**Work to be completed:** Go over the entries and report the lines where the word "form" occurs.

**Provided records:**
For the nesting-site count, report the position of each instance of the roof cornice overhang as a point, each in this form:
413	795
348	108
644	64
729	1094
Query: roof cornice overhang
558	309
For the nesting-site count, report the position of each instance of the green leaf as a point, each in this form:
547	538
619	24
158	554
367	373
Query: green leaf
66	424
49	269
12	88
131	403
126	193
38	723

**Exercise solution:**
For the nesting-site count, report the position of each instance of the roof cornice overhang as a point, each in this form:
For the nesting-site count, report the position of each instance of the green leaf as a point, each in this form:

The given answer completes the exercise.